### How to complete this task
Tally the lines in the rows below that contain the string "prompts", and reply with that number alone.

[Opening Records for processing section]

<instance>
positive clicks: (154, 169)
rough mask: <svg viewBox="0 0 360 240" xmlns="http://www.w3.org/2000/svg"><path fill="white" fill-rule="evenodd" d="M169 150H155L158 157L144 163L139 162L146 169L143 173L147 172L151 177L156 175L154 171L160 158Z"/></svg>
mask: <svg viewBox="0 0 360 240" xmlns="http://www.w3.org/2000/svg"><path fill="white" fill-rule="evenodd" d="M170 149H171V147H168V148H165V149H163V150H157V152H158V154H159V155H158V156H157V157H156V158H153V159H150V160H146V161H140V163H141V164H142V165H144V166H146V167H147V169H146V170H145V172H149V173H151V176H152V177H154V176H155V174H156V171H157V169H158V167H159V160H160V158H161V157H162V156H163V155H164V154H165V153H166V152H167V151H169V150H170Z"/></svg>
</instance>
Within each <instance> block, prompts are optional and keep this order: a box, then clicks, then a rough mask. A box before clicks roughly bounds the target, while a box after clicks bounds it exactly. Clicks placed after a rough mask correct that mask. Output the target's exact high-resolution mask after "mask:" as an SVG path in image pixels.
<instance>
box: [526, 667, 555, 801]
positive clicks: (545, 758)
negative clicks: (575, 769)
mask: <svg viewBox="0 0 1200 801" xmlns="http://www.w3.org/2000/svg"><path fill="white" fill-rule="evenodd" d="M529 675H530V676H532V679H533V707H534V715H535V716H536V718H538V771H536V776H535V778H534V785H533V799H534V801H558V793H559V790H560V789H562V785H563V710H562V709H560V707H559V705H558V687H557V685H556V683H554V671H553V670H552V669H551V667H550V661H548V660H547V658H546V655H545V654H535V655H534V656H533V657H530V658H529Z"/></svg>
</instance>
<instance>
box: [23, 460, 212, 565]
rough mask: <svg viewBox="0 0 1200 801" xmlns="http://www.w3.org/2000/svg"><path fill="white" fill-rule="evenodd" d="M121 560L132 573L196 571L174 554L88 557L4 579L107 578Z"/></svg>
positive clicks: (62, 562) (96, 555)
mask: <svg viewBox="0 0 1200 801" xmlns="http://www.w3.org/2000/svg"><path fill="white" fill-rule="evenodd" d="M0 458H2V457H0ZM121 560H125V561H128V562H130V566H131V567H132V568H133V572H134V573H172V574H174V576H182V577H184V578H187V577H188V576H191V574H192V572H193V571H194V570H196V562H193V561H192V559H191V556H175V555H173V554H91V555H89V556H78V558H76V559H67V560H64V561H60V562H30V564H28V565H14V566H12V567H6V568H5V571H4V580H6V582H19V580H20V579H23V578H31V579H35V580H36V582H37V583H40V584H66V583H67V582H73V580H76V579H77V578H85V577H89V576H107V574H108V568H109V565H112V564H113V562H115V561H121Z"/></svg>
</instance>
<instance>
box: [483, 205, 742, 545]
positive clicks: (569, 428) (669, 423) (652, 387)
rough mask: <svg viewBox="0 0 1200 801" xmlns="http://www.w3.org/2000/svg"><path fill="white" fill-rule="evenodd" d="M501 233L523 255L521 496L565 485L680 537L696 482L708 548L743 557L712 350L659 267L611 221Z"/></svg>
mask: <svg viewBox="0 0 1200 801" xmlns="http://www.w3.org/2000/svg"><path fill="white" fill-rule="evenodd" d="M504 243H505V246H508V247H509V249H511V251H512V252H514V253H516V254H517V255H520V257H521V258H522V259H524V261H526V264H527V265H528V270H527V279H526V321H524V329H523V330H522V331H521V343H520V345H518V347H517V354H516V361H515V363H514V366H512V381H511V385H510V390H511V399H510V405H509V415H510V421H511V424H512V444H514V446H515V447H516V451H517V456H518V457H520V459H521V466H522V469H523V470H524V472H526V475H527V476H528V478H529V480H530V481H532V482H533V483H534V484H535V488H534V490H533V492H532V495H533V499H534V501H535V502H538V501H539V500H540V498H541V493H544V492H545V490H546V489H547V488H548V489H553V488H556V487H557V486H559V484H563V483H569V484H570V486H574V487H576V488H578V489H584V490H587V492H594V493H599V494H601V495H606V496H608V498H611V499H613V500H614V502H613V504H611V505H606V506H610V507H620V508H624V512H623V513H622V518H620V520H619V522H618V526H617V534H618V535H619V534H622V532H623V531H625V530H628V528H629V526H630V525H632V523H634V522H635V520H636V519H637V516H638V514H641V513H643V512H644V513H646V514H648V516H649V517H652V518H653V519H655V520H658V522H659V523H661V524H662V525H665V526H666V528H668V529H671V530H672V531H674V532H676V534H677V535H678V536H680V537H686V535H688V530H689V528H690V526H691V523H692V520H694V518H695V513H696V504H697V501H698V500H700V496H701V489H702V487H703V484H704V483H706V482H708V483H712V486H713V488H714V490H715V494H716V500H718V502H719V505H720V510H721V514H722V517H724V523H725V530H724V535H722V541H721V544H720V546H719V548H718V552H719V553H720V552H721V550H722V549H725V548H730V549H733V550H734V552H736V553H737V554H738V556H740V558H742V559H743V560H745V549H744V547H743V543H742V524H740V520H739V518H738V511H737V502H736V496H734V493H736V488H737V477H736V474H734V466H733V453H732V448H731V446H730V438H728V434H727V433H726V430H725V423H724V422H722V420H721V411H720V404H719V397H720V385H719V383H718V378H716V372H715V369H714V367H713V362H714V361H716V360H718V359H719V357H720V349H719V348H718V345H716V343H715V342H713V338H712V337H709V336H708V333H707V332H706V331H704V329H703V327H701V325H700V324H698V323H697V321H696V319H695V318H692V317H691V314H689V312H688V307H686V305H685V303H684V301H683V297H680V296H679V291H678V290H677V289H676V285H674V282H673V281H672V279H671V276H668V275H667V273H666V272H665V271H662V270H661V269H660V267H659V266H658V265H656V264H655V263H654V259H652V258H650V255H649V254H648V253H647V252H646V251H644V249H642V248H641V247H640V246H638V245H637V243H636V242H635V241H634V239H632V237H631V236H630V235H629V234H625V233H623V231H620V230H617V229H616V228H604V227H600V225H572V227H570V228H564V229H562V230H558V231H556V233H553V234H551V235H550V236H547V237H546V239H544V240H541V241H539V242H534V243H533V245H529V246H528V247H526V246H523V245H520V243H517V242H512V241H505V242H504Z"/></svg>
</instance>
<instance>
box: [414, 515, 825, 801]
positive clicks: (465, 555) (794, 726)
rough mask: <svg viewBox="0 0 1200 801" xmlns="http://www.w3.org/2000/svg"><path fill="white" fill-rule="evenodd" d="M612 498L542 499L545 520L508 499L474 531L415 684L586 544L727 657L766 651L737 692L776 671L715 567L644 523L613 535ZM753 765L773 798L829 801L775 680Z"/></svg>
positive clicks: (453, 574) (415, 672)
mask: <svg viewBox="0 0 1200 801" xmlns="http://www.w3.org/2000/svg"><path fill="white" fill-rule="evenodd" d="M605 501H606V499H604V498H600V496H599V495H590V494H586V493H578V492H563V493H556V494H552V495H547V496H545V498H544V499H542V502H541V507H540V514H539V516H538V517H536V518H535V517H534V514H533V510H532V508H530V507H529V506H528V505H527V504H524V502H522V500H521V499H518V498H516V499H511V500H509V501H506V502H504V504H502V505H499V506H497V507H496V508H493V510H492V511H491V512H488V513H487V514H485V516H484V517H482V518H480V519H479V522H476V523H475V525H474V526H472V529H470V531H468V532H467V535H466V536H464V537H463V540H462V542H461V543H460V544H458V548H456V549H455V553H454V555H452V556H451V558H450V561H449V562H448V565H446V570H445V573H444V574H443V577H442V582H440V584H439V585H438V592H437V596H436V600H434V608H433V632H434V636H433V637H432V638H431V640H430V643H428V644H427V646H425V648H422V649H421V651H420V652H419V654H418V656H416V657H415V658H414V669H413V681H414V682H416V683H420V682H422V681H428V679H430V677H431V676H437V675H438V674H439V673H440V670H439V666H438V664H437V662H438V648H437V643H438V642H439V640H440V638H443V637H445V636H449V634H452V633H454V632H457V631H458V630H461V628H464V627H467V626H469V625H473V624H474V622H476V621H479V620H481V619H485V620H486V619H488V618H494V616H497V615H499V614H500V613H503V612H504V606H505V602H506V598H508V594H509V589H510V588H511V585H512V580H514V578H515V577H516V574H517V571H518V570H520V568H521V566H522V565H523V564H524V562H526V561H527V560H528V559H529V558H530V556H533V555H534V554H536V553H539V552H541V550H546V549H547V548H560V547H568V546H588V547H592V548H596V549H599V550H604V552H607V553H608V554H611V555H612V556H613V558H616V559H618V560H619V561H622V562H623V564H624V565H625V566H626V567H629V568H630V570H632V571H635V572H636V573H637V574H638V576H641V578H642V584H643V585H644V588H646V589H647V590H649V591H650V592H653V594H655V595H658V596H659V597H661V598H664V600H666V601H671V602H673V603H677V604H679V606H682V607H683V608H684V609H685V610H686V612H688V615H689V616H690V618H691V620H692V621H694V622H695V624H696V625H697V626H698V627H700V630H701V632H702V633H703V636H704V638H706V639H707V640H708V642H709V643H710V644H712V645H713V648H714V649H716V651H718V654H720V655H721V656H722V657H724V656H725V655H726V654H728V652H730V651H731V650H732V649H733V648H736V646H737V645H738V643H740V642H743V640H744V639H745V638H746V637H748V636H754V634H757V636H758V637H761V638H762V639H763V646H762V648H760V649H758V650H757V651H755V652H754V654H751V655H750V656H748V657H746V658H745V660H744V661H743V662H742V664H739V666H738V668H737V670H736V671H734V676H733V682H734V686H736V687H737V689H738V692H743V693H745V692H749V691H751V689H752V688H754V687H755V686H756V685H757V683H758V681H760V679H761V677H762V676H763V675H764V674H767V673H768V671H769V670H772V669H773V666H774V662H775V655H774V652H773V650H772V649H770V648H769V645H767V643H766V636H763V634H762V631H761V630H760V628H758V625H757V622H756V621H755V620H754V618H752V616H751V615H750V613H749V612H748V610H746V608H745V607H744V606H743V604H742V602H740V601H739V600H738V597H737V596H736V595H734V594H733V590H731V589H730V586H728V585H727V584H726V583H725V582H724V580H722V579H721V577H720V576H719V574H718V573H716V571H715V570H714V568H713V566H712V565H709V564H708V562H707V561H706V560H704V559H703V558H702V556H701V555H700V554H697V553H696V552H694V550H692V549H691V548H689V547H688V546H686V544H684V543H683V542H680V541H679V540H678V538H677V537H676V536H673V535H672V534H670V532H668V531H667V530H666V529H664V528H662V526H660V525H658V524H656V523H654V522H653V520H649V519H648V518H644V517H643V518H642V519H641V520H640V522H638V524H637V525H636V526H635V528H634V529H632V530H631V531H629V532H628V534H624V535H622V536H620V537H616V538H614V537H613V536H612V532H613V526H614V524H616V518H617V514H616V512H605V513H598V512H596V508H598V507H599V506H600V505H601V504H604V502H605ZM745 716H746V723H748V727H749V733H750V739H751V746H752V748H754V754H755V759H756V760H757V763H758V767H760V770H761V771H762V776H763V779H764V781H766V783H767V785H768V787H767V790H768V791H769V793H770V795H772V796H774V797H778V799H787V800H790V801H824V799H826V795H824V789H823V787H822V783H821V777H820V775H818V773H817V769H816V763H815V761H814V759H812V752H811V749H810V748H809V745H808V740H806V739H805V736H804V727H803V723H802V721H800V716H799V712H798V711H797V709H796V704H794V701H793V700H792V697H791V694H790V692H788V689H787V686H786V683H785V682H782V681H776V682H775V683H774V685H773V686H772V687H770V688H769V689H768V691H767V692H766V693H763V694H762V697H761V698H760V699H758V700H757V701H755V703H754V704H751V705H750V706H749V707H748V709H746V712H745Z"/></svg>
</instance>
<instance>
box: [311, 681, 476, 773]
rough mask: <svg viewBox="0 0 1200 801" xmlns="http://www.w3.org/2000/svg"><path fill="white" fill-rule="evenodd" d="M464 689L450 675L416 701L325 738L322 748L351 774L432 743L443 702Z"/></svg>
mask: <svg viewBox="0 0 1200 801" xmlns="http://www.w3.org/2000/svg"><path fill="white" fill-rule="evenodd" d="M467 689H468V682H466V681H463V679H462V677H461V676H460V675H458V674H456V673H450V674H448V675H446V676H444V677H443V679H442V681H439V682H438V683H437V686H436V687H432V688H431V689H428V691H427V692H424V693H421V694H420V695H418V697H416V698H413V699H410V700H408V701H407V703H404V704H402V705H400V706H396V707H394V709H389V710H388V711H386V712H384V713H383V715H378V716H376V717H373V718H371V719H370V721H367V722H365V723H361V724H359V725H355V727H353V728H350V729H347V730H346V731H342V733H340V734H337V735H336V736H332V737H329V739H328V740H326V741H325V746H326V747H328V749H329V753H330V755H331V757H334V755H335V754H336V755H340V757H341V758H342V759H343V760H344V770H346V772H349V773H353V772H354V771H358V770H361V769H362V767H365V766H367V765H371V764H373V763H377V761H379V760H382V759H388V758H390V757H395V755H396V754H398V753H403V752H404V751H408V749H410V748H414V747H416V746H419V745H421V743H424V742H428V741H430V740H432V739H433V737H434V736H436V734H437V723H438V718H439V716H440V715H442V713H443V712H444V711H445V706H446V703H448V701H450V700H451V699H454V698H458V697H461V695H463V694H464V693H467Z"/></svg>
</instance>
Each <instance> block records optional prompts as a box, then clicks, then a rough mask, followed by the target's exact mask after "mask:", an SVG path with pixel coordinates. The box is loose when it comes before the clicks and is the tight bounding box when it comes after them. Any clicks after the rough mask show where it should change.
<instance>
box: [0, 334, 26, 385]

[Closing Records for processing section]

### Response to this exercise
2